**Task objective**
Edit the stretch from "More recently, the" through "all infectious diseases." in the text on antimicrobial resistance so that "medical colleges" becomes "teaching institutions", and give that stretch back.

**Extract to read**
The NMC's decision in this regard is a welcome one as AMR has been recognised as a serious and growing threat to public health globally. The World Health Organization (WHO) has identified AMR as one of the top ten global public health threats facing humanity. Misuse and overuse of antibiotics are the main drivers in the development of drug-resistant pathogens. India is among the nations with one of the highest burdens of bacterial infections. The crude mortality from infectious diseases in India is very high. It is because of this reason that the Union Health Ministry identified AMR as one of the top ten priorities for the ministry's collaborative work with the WHO.

The National Health Policy 2017 also identified AMR as a problem and called for effective action to address it. The NAP-AMR outlining the priorities and implementation strategies for curbing AMR in India was submitted at the 70th World Health Assembly (WHA) in Geneva in May 2017. AMR is also prioritized under the Global Health Security Agenda (GHSA), and India is one of the contributing countries.

A recently published study in The Lancet, examined 471 million individual patient records, reviewed medical literature, hospital and surveillance systems and used predictive statistical modelling to produce estimates of the AMR burden for all locations, even places with little data. Researchers found that there were an estimated 4.95 million deaths associated with bacterial AMR in 2019 alone, including 1.27 million deaths attributable to bacterial AMR.

Under this background, the NMC's action is crucial as AMR is a major public health concern in India too. The emergence of resistance is not only limited to the older and more frequently used classes of drugs but there has also been a rapid increase in resistance to the newer and more expensive drugs, like carbapenems. Available data indicates to rising rates of AMR, across multiple pathogens of clinical importance, at the national scale. In 2008, about 29 per cent of isolates of Staphylococcus aureus were methicillin resistant, and by 2014, this had risen to 47 per cent.

In contrast, in countries which have established effective antibiotic stewardship and/or infection prevention and control programs, the proportion of methicillin resistant staphylococcus aureus (MRSA) isolates have been decreasing. That stresses on the importance of initiating AMR containment measures to address this grave issue. It is under this backdrop, the Union Health Ministry, way back in 2016, notified three governance mechanisms to address this challenge. These include the Inter-sectoral Coordination Committee, Technical Advisory Group and Core Working Group on AMR for technical coordination and oversight.

The Core Working Group has been activated and has drafted the National Action Plan on Antimicrobial Resistance (NAP-AMR). The NAP outlined certain strategic intervention activities which need to be carried out by the NMC, which is an Indian regulatory body of 33 members which regulates medical education and medical professionals in the country. This include reviewing and revising curricula of professionals in human and animal health as well as reviewing and developing curriculum and resources for in-service training of different professionals and allied services.

More recently, the Ministry had directed the NMC to implement the AMR containment activities in all the government and private medical colleges and associated hospitals in the country after making appropriate changes in the curriculum and regulations. The ministry finds that because of overuse and misuse of antimicrobials, AMR has occurred even to the newer antibiotics and it has now become a global threat for the effective prevention and treatment against all infectious diseases.

The Ministry's effort in this direction assumes significance in the light of the Covid-19 pandemic as the Ministry's circular itself says that many healthcare workers were also tested positive and succumbed to the coronavirus disease due to lack of adequate infection prevention and control practices. NMC deserves kudos for taking a well considered decision to combat the menace of AMR.

**Dataset**
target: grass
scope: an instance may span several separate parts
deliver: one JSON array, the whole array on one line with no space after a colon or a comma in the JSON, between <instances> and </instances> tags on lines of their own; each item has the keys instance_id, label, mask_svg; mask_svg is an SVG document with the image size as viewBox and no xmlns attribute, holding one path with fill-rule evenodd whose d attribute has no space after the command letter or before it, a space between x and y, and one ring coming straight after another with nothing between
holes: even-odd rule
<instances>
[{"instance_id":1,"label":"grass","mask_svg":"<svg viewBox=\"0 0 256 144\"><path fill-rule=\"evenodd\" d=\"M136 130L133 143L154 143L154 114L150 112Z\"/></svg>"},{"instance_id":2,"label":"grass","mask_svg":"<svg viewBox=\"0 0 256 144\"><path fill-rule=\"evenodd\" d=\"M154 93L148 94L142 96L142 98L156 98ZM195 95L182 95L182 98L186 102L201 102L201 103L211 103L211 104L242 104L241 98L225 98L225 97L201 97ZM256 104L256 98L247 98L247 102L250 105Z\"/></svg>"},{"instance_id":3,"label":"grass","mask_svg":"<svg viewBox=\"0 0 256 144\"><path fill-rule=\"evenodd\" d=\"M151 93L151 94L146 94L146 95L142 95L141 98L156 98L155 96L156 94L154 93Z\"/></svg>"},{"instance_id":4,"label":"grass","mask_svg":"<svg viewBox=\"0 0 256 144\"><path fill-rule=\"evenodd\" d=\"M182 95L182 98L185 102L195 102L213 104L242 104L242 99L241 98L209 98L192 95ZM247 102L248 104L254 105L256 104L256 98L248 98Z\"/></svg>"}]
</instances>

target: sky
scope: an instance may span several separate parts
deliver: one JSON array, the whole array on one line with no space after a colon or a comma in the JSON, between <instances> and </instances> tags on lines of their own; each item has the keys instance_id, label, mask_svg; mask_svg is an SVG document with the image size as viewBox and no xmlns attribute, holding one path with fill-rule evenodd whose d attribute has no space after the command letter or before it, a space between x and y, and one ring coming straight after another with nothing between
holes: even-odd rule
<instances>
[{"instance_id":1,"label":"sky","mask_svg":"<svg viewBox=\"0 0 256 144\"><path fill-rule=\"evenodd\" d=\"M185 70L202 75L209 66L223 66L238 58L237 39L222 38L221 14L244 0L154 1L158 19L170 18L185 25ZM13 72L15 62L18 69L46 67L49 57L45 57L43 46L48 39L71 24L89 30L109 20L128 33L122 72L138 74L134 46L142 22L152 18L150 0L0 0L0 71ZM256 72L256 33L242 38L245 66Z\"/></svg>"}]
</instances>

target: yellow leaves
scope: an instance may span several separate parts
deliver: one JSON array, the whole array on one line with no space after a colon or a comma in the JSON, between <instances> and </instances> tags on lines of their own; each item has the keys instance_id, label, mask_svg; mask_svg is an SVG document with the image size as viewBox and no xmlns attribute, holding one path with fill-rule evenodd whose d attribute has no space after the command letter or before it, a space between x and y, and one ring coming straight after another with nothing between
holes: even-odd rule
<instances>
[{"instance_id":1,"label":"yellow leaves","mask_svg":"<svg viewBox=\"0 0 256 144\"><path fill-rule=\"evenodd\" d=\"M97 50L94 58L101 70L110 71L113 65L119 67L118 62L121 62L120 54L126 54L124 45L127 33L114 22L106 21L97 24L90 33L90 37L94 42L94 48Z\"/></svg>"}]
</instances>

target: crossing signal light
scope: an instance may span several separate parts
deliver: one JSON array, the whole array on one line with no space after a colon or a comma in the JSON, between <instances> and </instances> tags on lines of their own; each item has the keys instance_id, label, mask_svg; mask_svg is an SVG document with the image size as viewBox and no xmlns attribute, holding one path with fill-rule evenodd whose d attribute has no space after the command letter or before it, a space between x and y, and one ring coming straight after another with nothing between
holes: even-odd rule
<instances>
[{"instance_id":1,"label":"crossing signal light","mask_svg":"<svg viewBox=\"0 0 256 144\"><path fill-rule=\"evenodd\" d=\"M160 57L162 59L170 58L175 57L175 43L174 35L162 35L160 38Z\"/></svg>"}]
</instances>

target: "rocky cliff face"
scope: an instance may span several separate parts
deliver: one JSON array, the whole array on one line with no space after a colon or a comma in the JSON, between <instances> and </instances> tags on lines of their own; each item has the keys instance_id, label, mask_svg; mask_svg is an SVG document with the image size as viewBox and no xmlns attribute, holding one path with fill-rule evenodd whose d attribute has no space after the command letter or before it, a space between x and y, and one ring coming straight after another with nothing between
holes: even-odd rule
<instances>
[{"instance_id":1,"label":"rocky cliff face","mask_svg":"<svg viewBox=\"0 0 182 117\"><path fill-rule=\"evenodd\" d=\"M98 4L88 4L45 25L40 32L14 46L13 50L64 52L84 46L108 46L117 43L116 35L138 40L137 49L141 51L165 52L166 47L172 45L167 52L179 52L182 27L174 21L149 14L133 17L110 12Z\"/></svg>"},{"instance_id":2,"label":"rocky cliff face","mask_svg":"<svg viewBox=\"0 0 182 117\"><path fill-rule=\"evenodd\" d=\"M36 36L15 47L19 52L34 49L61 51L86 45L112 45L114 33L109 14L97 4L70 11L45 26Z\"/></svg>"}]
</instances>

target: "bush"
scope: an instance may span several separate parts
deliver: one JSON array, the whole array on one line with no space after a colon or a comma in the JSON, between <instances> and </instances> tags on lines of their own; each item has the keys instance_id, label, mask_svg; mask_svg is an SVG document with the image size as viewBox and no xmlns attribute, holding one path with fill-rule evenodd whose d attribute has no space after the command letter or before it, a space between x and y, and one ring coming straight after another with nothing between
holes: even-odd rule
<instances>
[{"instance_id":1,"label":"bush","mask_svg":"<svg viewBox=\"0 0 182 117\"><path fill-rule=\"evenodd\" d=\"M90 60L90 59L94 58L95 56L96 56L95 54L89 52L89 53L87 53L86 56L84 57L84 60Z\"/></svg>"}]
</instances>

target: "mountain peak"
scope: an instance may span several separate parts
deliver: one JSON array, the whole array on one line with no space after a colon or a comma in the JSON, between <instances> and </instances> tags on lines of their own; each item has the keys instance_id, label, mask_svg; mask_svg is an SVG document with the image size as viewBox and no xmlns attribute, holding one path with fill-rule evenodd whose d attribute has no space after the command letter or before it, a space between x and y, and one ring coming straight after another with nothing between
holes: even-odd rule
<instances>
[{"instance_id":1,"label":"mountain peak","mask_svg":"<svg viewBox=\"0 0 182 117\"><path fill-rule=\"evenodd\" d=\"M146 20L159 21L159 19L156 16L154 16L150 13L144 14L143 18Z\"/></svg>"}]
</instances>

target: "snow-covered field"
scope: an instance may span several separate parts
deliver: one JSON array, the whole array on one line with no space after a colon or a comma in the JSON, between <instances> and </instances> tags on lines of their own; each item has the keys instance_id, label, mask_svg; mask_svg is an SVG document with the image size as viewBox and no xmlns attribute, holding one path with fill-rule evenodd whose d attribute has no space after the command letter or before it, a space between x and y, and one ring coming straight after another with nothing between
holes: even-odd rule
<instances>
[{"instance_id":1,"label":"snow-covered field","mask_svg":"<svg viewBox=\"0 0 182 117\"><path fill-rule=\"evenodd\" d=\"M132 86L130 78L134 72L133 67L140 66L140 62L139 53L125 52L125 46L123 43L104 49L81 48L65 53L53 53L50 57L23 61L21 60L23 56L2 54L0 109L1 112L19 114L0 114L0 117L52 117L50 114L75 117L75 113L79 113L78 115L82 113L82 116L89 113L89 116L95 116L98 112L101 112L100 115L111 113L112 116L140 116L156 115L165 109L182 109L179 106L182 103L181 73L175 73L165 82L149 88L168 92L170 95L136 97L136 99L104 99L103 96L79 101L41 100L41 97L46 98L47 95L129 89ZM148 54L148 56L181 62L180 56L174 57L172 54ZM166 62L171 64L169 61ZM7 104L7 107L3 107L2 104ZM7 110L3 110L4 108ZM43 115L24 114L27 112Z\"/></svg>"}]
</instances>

**Reply to the exercise**
More recently, the Ministry had directed the NMC to implement the AMR containment activities in all the government and private teaching institutions and associated hospitals in the country after making appropriate changes in the curriculum and regulations. The ministry finds that because of overuse and misuse of antimicrobials, AMR has occurred even to the newer antibiotics and it has now become a global threat for the effective prevention and treatment against all infectious diseases.